[AIM]: Starting at the line of the material below that contains "the cut carrot" and ending at the line that contains "65), (86, 12)]", set out those lines as a numbered list, leaving out any blank lines.

[DATASET CONTENT]:
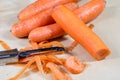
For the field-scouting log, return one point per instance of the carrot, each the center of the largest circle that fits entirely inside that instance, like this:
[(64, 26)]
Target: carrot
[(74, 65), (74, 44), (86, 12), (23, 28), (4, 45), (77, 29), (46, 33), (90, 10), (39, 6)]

* * *

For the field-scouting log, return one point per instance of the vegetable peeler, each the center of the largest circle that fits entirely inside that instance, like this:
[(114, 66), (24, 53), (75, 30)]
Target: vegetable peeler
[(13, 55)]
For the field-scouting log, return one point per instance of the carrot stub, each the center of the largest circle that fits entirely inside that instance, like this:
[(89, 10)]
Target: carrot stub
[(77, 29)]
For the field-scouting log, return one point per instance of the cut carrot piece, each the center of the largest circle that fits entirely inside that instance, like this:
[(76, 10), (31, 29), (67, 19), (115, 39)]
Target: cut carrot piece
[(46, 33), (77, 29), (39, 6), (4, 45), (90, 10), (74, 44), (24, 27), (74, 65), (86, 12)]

--

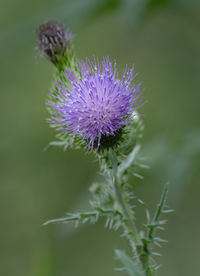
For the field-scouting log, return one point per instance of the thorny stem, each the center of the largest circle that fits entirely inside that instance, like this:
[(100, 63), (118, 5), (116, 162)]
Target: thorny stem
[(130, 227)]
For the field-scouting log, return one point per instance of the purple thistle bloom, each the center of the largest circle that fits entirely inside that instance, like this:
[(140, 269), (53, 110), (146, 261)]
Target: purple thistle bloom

[TASK OUTPUT]:
1. For the field-scouting log, return one point per instance of the cut carrot piece, each the center of the largest circle that fits entirely inside that instance, like this:
2. [(76, 10), (31, 29), (67, 19), (115, 39)]
3. Target: cut carrot piece
4. [(46, 33), (77, 29), (39, 6), (4, 45), (90, 10), (74, 44), (24, 27), (74, 65), (86, 12)]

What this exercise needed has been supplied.